Extract to read –
------------------------------------------------------------------------
He permits, eg, Uriah Heep to pronounce upon the hypocrisy of society's expecting the lower classes to be 'umble' about their position, while at the same time criticising them for affecting this humility. But nevertheless, Heep is unredeemably despicable throughout; as Sykes is unredeemably violent and cowardly; as Quilp is unreedemably malicious; as Ralph Nickleby is unredeemably vengeful etc.

Similarly, his lady characters are usually either perfect angels of Victorian femininity, targes, or fools. Rarely (ever?) a combination of qualities and weaknesses normally found in a real woman.

It's impossible to imagine Trollope writing such flat monochromatic characters. But for that reason, Dickens has powerful images of fear, hate, melodrama - primary colours, I suppose, which are memorable and entertaining! And because Dickens is so successful at appealing to the sentimental popular feelings, he is also more moving, I think.
------------------------------------------------------------------------
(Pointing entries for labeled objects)
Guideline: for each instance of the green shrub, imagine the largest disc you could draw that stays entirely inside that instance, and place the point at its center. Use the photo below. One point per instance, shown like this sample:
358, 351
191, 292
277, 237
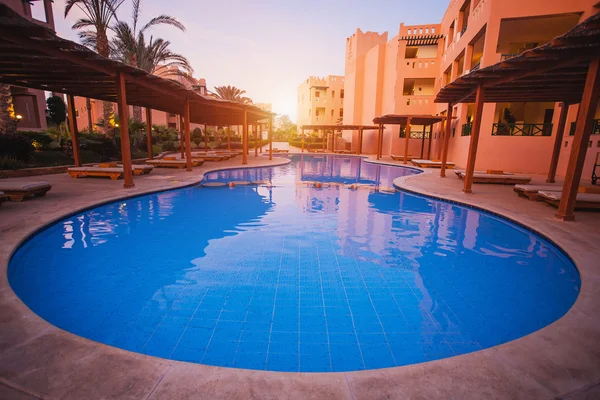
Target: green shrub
10, 163
16, 145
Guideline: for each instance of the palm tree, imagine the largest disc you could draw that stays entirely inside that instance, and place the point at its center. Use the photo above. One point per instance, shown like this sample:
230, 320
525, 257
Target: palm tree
94, 25
232, 93
129, 46
8, 121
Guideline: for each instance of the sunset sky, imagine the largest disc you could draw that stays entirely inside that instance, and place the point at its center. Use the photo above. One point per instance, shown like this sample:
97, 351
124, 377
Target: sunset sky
269, 47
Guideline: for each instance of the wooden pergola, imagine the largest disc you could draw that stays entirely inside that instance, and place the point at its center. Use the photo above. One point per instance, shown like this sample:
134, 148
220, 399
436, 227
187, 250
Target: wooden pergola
35, 57
337, 127
406, 121
565, 70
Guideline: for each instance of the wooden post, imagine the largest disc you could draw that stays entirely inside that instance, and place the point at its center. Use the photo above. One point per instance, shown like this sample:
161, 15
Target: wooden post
271, 138
188, 136
73, 126
256, 140
360, 131
479, 98
123, 111
446, 140
149, 132
406, 138
560, 130
430, 138
229, 137
181, 136
245, 139
583, 128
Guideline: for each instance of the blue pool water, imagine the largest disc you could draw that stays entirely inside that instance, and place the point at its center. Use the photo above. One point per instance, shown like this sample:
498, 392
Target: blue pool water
289, 277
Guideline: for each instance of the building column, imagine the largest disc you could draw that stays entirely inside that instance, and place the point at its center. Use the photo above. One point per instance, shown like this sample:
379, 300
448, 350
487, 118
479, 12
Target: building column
583, 128
73, 128
149, 132
245, 139
406, 139
271, 138
560, 131
229, 137
446, 140
123, 111
188, 136
479, 98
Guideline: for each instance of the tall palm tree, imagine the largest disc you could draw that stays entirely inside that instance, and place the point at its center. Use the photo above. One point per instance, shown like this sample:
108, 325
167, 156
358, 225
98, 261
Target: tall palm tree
232, 93
98, 16
129, 46
8, 121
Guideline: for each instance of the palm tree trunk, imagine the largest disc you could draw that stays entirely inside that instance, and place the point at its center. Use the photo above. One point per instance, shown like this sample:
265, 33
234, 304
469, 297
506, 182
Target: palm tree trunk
88, 105
8, 122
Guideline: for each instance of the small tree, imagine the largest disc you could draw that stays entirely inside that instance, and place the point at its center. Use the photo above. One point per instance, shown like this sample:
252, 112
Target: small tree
57, 110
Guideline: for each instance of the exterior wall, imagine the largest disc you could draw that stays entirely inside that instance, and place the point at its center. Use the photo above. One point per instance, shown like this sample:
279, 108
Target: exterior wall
318, 99
31, 103
528, 154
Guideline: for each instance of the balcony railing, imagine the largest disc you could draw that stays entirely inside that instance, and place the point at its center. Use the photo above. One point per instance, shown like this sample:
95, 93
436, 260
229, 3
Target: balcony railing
521, 129
595, 128
466, 130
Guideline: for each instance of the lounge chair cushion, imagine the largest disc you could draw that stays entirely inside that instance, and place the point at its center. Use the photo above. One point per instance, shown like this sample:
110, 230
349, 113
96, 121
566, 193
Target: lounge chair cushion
17, 186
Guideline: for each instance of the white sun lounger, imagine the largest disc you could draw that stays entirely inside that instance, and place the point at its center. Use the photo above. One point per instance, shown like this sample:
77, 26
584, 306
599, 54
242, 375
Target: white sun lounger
498, 178
431, 164
531, 191
589, 201
17, 191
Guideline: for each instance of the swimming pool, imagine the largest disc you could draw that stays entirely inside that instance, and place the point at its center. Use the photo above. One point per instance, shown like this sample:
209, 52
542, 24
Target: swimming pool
288, 277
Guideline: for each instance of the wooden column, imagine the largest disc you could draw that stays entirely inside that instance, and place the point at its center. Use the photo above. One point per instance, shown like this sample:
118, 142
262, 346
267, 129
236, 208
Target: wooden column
255, 140
379, 139
123, 111
229, 137
149, 132
73, 129
583, 128
560, 131
188, 136
360, 132
430, 138
271, 138
245, 139
406, 139
479, 97
181, 136
446, 140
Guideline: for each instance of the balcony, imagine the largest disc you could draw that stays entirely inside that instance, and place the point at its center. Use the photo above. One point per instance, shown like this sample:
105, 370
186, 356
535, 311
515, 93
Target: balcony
521, 129
595, 128
466, 130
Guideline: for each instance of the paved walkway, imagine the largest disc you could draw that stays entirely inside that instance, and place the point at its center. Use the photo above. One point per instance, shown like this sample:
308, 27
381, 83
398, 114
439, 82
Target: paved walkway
38, 360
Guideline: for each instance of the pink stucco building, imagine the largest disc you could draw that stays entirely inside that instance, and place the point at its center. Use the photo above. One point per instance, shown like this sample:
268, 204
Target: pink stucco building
403, 75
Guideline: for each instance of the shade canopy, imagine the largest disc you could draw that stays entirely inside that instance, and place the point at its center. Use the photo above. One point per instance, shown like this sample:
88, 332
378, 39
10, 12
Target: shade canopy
554, 72
396, 119
35, 57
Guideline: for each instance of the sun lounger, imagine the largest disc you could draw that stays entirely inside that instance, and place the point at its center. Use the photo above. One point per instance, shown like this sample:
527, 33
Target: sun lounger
179, 163
583, 201
531, 191
498, 178
17, 191
431, 164
401, 158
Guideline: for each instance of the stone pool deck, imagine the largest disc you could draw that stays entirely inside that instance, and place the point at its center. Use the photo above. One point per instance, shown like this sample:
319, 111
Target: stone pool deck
38, 360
------------------------------------------------------------------------
Work to do –
Decide whether each statement agrees with the passage on Dickens's characters, and for each give yes or no along with the passage's exact deciding words.
1. Heep is described as unredeemably despicable throughout.
2. Dickens's lady characters usually combine the qualities and weaknesses of a real woman.
3. The writer finds it easy to imagine Trollope writing such flat characters.
The rows play no part in this exercise.

The solution –
1. Yes: "Heep is unredeemably despicable throughout"
2. No: "Rarely (ever?) a combination of qualities and weaknesses normally found in a real woman."
3. No: "It's impossible to imagine Trollope writing such flat monochromatic characters."